What the exercise asks: Copy each of the records below word for word, with every line in its original order.

◇ ◇ ◇ ◇

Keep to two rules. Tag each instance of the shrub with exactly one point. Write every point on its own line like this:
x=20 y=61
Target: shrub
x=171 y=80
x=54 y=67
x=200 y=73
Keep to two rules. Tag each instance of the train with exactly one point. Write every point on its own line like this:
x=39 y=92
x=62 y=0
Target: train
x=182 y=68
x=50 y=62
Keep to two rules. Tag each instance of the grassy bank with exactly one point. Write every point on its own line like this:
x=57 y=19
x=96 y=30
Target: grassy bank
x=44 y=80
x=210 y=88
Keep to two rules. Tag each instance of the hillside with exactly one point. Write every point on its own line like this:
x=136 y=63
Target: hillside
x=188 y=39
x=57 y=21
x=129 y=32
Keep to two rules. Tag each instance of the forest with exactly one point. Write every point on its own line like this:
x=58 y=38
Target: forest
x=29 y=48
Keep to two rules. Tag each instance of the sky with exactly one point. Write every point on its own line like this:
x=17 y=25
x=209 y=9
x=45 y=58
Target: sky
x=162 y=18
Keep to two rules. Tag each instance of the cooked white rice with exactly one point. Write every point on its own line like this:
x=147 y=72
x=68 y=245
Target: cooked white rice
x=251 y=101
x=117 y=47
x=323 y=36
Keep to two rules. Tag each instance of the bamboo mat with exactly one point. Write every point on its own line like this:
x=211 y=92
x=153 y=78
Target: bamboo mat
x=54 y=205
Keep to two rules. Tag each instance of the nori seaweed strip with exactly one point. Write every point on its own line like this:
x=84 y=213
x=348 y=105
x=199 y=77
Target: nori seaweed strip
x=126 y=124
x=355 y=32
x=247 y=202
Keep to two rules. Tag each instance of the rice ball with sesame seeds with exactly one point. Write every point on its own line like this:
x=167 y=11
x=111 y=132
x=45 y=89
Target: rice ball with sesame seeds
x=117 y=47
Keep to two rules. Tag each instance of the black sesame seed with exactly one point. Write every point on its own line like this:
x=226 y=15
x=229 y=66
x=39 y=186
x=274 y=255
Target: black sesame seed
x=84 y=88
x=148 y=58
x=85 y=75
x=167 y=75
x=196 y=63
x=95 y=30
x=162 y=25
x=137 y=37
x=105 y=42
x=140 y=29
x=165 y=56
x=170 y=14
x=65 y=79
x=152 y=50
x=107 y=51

◇ ◇ ◇ ◇

Response below:
Keep to two rules. Tag each instance of the shrub with exactly one point. Write every point on its own line like this:
x=20 y=61
Target: shrub
x=171 y=80
x=54 y=67
x=200 y=73
Keep to two rules. Tag each instance of the train with exactly one point. Write every point on its own line like this:
x=39 y=92
x=62 y=0
Target: train
x=182 y=68
x=50 y=62
Keep to two rules. Tag each instance of the grassy bank with exactly one point. Write every point on its own line like this:
x=57 y=19
x=96 y=30
Target: grassy bank
x=44 y=80
x=210 y=88
Keep to two rules. Tag each instance of the hillside with exactly one point. Write every point on its own line like this:
x=136 y=63
Target: hillside
x=188 y=39
x=57 y=21
x=129 y=32
Keep to two rules. Tag each instance of the forest with exactly one point. Write every point on its own line like this:
x=58 y=38
Target: forest
x=29 y=48
Keep to two rules. Tag each instance of the sky with exactly one point. Write every point on its own line like this:
x=17 y=25
x=209 y=9
x=45 y=58
Target: sky
x=162 y=18
Keep to two rules. Tag each instance of the cooked white rice with exactly one point. Write every point on its own line like this:
x=147 y=72
x=68 y=245
Target: cooked white rice
x=251 y=101
x=117 y=47
x=323 y=36
Keep to two rules. Tag each instance of the bamboo mat with exactly one point. Write every point on its own line like this:
x=211 y=92
x=153 y=78
Target: bamboo mat
x=54 y=205
Keep to two rules. Tag each instance of the nori seaweed strip with exactly one point. Write every point on its own line like this:
x=84 y=213
x=348 y=105
x=199 y=77
Target: nori seaweed strip
x=126 y=124
x=355 y=32
x=247 y=202
Keep to two rules. Tag each instance of the rice ball with sesame seeds with exactly one point. Write every point on its own line like this:
x=167 y=11
x=111 y=132
x=45 y=89
Target: rice ball with sesame seeds
x=117 y=47
Keep to two rules. Tag each instance of the black sesame seed with exactly one point. Write every point on its own line like this:
x=226 y=15
x=229 y=66
x=39 y=186
x=274 y=255
Target: black sesame seed
x=84 y=88
x=148 y=58
x=85 y=75
x=167 y=75
x=196 y=63
x=95 y=30
x=162 y=25
x=137 y=37
x=105 y=42
x=140 y=29
x=165 y=56
x=170 y=14
x=65 y=79
x=152 y=50
x=107 y=51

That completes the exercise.